### What is needed
Repeat the news item about John Moores's gift to fund a river blindness field test word for word.

### Document excerpt
# # # # # # #

Philanthropist, businessman and community leader John Moores has given The Scripps Research Institute (TSRI) approximately $2 million to fund the development of a new field test for Onchocerciasis, or river blindness, a parasitic infection that affects tens of millions of people in Africa, Latin America and other tropical regions.
"We are grateful for John's generosity and foresight," said Michael A. Marletta, president and CEO of TSRI. "This gift has the potential to revolutionize treatment of a disease that causes widespread suffering in the developing world. We are fortunate to have John as a long-time supporter who recognizes the impact our science can have to improve human health."
Moores, former chair of the TSRI Board of Trustees, has been a leader in the fight against worm-carried conditions. In 2005, he founded the Worm Institute of Research and Medicine (WIRM) at TSRI with a $4 million gift. Previously, Moores founded the River Blindness Foundation to distribute a treatment in developing countries, principally in sub-Saharan Africa; in 1997, the foundation was absorbed into The Carter Center of Atlanta, where Moores is trustee emeritus.

# # # # # # #

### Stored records

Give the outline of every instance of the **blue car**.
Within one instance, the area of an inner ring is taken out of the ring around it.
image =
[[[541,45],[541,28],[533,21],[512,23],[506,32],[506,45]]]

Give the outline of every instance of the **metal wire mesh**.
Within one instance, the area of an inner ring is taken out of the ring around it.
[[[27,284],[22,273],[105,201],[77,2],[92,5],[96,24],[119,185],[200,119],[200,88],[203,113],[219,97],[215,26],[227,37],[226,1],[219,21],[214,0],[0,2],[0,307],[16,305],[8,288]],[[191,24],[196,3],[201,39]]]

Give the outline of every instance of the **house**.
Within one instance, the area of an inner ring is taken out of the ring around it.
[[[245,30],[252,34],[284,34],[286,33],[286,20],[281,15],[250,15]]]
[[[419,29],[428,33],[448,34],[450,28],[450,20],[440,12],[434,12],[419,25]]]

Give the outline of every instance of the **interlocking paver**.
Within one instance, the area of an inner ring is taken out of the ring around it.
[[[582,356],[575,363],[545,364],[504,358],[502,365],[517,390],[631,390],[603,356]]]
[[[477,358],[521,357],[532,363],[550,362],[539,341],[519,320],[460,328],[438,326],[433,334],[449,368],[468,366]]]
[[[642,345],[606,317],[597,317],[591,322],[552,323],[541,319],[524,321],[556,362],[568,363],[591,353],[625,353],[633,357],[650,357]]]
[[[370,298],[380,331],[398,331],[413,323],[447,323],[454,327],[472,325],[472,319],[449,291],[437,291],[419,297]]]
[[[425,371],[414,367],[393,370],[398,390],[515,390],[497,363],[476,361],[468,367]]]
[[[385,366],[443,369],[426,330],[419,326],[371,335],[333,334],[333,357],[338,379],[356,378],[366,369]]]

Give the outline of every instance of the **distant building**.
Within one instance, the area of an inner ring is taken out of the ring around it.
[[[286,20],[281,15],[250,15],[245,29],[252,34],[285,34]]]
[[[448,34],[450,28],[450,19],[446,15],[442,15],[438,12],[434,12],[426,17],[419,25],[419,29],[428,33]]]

# # # # # # #

### Exercise solution
Philanthropist, businessman and community leader John Moores has given The Scripps Research Institute (TSRI) approximately $2 million to fund the development of a new field test for Onchocerciasis, or river blindness, a parasitic infection that affects tens of millions of people in Africa, Latin America and other tropical regions.
"We are grateful for John's generosity and foresight," said Michael A. Marletta, president and CEO of TSRI. "This gift has the potential to revolutionize treatment of a disease that causes widespread suffering in the developing world. We are fortunate to have John as a long-time supporter who recognizes the impact our science can have to improve human health."
Moores, former chair of the TSRI Board of Trustees, has been a leader in the fight against worm-carried conditions. In 2005, he founded the Worm Institute of Research and Medicine (WIRM) at TSRI with a $4 million gift. Previously, Moores founded the River Blindness Foundation to distribute a treatment in developing countries, principally in sub-Saharan Africa; in 1997, the foundation was absorbed into The Carter Center of Atlanta, where Moores is trustee emeritus.